[START SOURCE DATA]

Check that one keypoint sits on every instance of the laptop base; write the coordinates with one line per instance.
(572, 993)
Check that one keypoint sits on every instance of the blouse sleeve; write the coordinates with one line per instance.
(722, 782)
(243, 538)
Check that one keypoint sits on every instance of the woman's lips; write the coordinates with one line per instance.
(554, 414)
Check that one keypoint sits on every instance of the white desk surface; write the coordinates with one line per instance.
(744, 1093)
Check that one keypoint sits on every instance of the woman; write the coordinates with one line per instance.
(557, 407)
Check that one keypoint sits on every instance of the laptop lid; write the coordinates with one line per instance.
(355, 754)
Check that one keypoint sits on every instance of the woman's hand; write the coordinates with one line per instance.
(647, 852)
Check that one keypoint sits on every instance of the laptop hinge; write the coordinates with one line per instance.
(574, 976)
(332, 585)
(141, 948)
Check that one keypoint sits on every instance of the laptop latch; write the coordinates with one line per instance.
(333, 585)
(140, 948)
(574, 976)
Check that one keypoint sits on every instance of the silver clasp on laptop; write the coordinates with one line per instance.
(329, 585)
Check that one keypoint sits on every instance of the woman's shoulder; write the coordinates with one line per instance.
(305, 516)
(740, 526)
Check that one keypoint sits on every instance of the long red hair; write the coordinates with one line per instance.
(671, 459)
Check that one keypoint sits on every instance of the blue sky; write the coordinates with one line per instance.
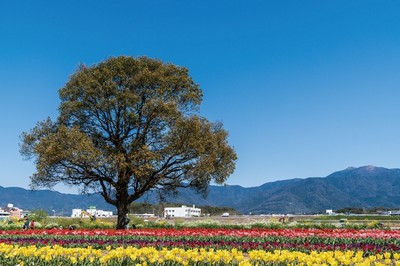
(304, 88)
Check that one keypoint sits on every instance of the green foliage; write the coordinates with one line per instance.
(127, 125)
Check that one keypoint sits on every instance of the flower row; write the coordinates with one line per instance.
(254, 232)
(57, 255)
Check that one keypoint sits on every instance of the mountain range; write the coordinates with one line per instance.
(362, 187)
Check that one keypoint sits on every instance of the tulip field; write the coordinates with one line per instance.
(198, 246)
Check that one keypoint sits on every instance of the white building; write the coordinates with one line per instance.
(183, 211)
(91, 211)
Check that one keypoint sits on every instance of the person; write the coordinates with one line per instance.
(26, 224)
(127, 220)
(32, 225)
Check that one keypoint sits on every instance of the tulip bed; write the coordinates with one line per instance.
(196, 246)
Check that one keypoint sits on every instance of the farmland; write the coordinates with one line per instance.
(214, 241)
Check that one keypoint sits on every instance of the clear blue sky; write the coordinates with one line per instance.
(305, 88)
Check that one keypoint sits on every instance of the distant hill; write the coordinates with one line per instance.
(363, 187)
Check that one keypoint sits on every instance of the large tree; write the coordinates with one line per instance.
(125, 126)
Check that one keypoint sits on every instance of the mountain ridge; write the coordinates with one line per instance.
(362, 187)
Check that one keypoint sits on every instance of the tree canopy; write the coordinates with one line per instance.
(125, 126)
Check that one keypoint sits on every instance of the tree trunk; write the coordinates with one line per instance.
(122, 209)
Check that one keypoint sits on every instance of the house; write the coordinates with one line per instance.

[END SOURCE DATA]

WORK INSTRUCTIONS →
Shift the coordinates in everything from the line containing "Check that one keypoint sits on every instance of the flower" down to the end of the records above by adding 90 to every number. Write that whole stretch out again, requests included, leaving the request wording unchanged.

ANSWER TO THE EXERCISE →
Check that one keypoint sits on every instance of the flower row; write the coordinates with one line per instance.
(344, 322)
(147, 345)
Check that one keypoint sits on every instance of the mountain range; write the coordinates with one line per instance.
(452, 277)
Check that one keypoint sits on every instance of the tulip field; write the coordinates with one line per instance.
(288, 336)
Check that one keypoint sits on every instance of the white building; write the coordinates with one line per instance.
(273, 301)
(181, 301)
Check that one keypoint sits on every instance of the person; write the coordinates with one line per instance.
(116, 314)
(217, 310)
(122, 315)
Check that one keypoint sits on every instance of the tulip bed; write the coordinates with one line per instance.
(286, 336)
Check that one keypoint sits on every instance of the farmland; write the coordinates with one line per instance.
(304, 331)
Check that one keypoint sits on every instance of the clear blue sky; write the coordinates with one line per instance.
(395, 178)
Check that one keypoint sits on every instance of the distant hill; write the coordinates with one line per instance.
(453, 277)
Check that one keypoint sits on every instance of the large tree; write the coordinates with one line per instance.
(215, 216)
Check that one keypoint sits on every instance of the mountain ridge; write the coordinates with one line per instance.
(452, 277)
Check that one keypoint sits on every instance of the tree canopy; write the coordinates with one line per instance.
(215, 216)
Check that one keypoint sits on every instance of the tree trunk; write the coordinates with one line per instance.
(212, 299)
Check that one keypoint sits on every instance of the house; write the coordinates with one line per instance.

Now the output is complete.